What needs to be done:
Return the records that follow unaltered. Omit every picture.

(Rows from a pointing dataset)
------------------------------

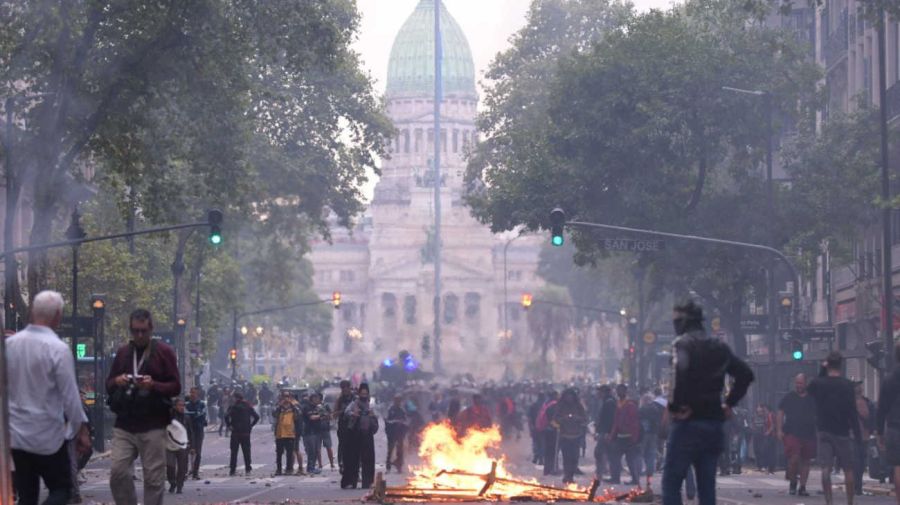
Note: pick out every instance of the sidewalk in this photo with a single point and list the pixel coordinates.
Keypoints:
(870, 486)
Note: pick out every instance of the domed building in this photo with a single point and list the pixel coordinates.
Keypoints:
(384, 268)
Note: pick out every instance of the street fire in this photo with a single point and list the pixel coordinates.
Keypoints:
(472, 467)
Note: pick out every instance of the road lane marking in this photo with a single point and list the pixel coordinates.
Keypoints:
(257, 493)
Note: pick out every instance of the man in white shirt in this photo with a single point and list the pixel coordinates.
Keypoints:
(43, 395)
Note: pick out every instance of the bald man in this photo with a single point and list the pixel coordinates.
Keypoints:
(796, 427)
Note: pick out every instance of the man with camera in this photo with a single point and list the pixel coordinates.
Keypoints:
(142, 378)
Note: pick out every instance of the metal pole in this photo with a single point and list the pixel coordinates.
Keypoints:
(887, 272)
(234, 343)
(438, 93)
(75, 326)
(100, 396)
(709, 240)
(9, 262)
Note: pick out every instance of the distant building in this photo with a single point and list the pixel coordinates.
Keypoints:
(385, 267)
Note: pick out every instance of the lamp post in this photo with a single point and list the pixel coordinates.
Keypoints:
(75, 233)
(98, 306)
(505, 289)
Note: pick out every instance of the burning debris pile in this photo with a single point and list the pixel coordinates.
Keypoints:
(470, 468)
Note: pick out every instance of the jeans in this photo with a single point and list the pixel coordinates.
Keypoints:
(197, 447)
(176, 468)
(696, 443)
(52, 469)
(648, 453)
(241, 441)
(126, 448)
(632, 452)
(570, 448)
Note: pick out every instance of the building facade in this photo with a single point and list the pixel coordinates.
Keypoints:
(384, 267)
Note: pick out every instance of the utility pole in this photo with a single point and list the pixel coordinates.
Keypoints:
(887, 328)
(438, 94)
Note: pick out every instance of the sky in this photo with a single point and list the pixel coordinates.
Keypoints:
(488, 24)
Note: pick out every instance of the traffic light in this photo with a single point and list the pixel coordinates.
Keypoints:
(876, 351)
(557, 222)
(527, 300)
(214, 218)
(796, 350)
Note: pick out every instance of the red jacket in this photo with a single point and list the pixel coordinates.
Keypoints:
(626, 421)
(162, 367)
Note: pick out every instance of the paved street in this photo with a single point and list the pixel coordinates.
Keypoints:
(215, 486)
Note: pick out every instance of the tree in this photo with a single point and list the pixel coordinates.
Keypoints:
(550, 323)
(639, 132)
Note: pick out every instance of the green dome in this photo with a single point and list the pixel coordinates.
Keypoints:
(411, 67)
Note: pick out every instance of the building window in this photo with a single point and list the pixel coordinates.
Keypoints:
(473, 304)
(451, 308)
(409, 309)
(348, 311)
(389, 304)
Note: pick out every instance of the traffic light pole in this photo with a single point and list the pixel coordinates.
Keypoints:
(707, 240)
(5, 470)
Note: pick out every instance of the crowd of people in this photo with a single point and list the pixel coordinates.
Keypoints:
(690, 430)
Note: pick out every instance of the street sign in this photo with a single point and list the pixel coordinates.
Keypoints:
(633, 245)
(813, 334)
(67, 326)
(754, 324)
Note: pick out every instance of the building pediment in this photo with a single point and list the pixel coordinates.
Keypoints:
(411, 267)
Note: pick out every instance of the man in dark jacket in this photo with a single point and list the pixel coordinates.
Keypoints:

------------------------------

Response to the exercise:
Note: pick out every instance of the sidewalk in this photo with a single point and list the pixel coordinates.
Keypoints:
(870, 486)
Note: pick out every instance of the domed building in this photo with a single point and list the pixel coordinates.
Keypoints:
(384, 268)
Note: pick out every instance of the street fire in this photo with a single point and list the pixel coordinates.
Keypoints:
(472, 467)
Note: pick out every instance of the road lane marking in this photo with a single point and list the pixel coordinates.
Keypoints:
(257, 493)
Note: pick out every instance of the man in white shirt in this photo with a single point and list the pixel coordinates.
Keypoints:
(43, 395)
Note: pick out every instance of the bald man in this photo with a single point and list the pixel coordinates.
Keypoints:
(796, 427)
Note: pick out every instance of the man with camera in this photo with a single point and list the pixel coordinates.
Keypoints:
(142, 378)
Note: pick out every instance of the metal pole in this photo with a single point and list the pixel coordinates.
Keypoints:
(887, 272)
(234, 343)
(438, 93)
(75, 326)
(100, 396)
(709, 240)
(9, 262)
Note: pick out every instance of the distant building in this photo with a single point and list the pixel coordinates.
Keypoints:
(385, 267)
Note: pick out every instance of the lamp post in this photo with a single point and list the pixel coordinates.
Keypoints:
(75, 233)
(98, 306)
(505, 289)
Note: pick out every instance of the burning debris pile in this photo with a single point and list the pixel coordinates.
Keypoints:
(470, 468)
Note: pick out every instance of the jeans in this photo with a single point and list the pixel coordinates.
Keypoints:
(197, 447)
(176, 468)
(696, 443)
(52, 469)
(648, 453)
(241, 441)
(126, 448)
(632, 452)
(570, 448)
Note: pick out every instance of the building facade in this photo with a single point and list the pixel coordinates.
Keypoints:
(384, 267)
Note: pick out every instance of the utility pole in this photo with a single point and list the pixel coordinates.
Keypoints:
(887, 328)
(438, 94)
Note: pick out every instance of the sky in this photo with a single point and list the pixel coordinates.
Keypoints:
(488, 24)
Note: pick out every instance of the traffic light in this photo with a single point and list the pixel coordinates.
Keypoints:
(876, 351)
(557, 222)
(527, 300)
(214, 218)
(796, 350)
Note: pick out every instance of the red jacket in this photo with a single point and list the pixel coordinates.
Keypoints:
(626, 421)
(162, 367)
Note: pick out every instance of the paved street in this photo with a single point and list the pixel coordinates.
Keypoints:
(215, 486)
Note: pick out every instance of the tree in this photo with a single point and list the pixel coordinates.
Keypoints:
(550, 323)
(639, 132)
Note: pick out every instance of the green dome in this photo with a single point and list the pixel coordinates.
Keypoints:
(411, 67)
Note: pick out every instance of the building window in this photo with a single point and list the pixel coordinates.
Keypoints:
(473, 304)
(451, 308)
(409, 309)
(348, 311)
(389, 304)
Note: pick out every instance of the traffic light pole in this photo with a single point and list the pixel coordinates.
Keypoints:
(707, 240)
(5, 470)
Note: pick out every instance of the crowd of people in this photo with a single point and list the pixel coordinates.
Keypoints:
(690, 430)
Note: pick out every instance of the street sign in this photo with a single point and list the pixel coordinates.
Keypoints:
(633, 245)
(813, 334)
(67, 326)
(754, 324)
Note: pick out every instance of the building pediment in this photo with a single point and list the pixel coordinates.
Keypoints:
(411, 267)
Note: pick out every instance of the man in dark jacket in this photo with a single point and list the pixel coordinates.
Keypoints:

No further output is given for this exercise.